### Selected text

# Bikini Sailor Moon Girl Snowboarding



## CrazyBanana (Oct 18, 2013)




----------



## Argo (Feb 25, 2010)

here is some style for gogirl... lol


----------



## chomps1211 (Mar 30, 2011)

Argo said:


> here is some style for gogirl... lol


Lol!! With any luck she'll give it a go & start a nationwide "Style Trend" for the ladies!!! :laugh: >


----------



## tokyo_dom (Jan 7, 2013)

When i saw the title, i was 100% sure it would be in Japan, and the "hot sailor moon" you took a video of would actually be a Japanese guy in dress up. Because that happens, quite a bit here.

This one looks a lot cuter.


----------



## Argo (Feb 25, 2010)

her pimp is waiting for her at the base..... lol


----------



## f00bar (Mar 6, 2014)

Bah, hair is all wrong. She's more a Sailor Neptune.


----------



## chomps1211 (Mar 30, 2011)

f00bar said:


> Bah, hair is all wrong. She's more a Sailor Neptune.


...or Sailor Uranus???




Well,.... *SUMBODY* was going to say it!!!! :shrug: >


----------



## f00bar (Mar 6, 2014)

chomps1211 said:


> ...or Sailor Uranus???
> 
> 
> 
> ...


She's a brunet.


----------



## Nocturnal7x (Mar 6, 2015)

I fucking love sailor moon, this is adorable.


----------



## chomps1211 (Mar 30, 2011)

f00bar said:


> She's a brunet.


_Nooooo,.._ She just has a "Brown Eye!!!

######
### Extracted entries

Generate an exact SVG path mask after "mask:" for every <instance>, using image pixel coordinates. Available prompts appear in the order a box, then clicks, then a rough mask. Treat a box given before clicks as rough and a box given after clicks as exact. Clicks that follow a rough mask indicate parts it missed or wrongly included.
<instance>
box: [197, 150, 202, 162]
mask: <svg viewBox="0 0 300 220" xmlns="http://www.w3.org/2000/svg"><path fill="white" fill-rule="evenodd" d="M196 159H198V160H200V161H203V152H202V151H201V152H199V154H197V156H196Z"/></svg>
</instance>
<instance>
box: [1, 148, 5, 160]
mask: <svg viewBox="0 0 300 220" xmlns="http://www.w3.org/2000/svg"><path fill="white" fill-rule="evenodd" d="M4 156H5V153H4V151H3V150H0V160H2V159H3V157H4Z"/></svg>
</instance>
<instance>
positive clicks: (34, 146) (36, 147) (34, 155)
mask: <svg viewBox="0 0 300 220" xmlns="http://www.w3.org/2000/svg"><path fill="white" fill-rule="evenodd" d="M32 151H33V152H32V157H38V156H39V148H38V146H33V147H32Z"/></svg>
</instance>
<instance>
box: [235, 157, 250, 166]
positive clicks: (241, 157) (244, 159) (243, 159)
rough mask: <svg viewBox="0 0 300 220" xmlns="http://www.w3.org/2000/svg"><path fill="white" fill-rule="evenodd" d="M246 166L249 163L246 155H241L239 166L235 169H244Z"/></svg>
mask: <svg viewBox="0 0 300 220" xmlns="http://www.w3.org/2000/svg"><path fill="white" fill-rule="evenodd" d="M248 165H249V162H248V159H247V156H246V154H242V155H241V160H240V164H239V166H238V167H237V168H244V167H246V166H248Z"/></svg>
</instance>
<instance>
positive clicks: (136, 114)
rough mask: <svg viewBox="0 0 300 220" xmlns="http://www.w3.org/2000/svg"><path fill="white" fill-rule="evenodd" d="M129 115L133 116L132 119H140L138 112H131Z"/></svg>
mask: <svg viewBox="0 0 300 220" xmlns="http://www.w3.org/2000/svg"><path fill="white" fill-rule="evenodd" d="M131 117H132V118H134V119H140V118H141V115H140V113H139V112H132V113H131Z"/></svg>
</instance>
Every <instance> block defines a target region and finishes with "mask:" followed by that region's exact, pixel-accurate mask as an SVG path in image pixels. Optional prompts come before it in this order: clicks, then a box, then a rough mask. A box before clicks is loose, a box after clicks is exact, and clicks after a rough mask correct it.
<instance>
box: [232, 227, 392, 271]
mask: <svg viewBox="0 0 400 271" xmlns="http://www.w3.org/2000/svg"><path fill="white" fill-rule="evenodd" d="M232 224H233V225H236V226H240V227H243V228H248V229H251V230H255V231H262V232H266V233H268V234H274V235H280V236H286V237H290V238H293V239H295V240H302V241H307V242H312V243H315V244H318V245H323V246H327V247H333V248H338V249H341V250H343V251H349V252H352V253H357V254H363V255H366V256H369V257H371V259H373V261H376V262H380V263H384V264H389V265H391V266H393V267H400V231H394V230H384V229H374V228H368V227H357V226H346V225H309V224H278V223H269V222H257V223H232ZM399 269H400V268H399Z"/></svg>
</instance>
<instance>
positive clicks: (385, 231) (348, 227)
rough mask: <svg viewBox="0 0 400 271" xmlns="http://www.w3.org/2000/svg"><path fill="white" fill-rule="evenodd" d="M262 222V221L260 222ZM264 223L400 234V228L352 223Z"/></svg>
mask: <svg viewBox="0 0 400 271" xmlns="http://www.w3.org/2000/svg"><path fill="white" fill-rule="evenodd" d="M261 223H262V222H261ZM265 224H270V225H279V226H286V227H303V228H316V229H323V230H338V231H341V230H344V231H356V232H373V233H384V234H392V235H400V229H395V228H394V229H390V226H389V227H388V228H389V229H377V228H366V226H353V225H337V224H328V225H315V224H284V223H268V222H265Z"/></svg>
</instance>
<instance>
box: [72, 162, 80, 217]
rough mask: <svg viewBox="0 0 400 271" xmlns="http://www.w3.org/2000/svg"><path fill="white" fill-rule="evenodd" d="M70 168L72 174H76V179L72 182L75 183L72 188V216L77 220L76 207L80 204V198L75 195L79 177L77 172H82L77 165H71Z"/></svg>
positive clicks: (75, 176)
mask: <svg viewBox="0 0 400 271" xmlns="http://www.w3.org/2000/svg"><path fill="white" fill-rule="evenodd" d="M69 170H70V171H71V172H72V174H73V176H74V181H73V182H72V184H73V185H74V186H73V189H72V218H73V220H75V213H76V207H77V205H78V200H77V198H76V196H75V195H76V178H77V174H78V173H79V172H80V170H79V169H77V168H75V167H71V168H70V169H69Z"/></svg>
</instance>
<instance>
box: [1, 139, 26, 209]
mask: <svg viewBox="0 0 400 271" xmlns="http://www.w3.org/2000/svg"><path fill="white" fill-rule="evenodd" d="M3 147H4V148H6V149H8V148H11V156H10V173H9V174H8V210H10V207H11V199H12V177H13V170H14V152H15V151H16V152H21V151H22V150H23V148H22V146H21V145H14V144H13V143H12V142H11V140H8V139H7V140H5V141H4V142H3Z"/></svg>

######

## Directive A
From the snowboarding thread, reproduce the passage starting at "When i saw the" and ending at "a bit here.".
## Directive B
Answer these questions using the snowboarding thread:
(i) Which character does f00bar say she more closely resembles?
(ii) In which country did tokyo_dom expect the video to have been made?
(iii) What hair color does f00bar give her in reply to chomps1211?
## Directive C
Rewrite the paragraph of the snowboarding thread that begins "When i saw the title" in a shorter form that keeps its main facts.

## Response area A
When i saw the title, i was 100% sure it would be in Japan, and the "hot sailor moon" you took a video of would actually be a Japanese guy in dress up. Because that happens, quite a bit here.

## Response area B
(i) Sailor Neptune.
(ii) Japan.
(iii) Brunet.

## Response area C
On seeing the title, the poster was certain the video would be from Japan and that the "hot sailor moon" filmed would actually be a Japanese man in costume, since that happens fairly often there.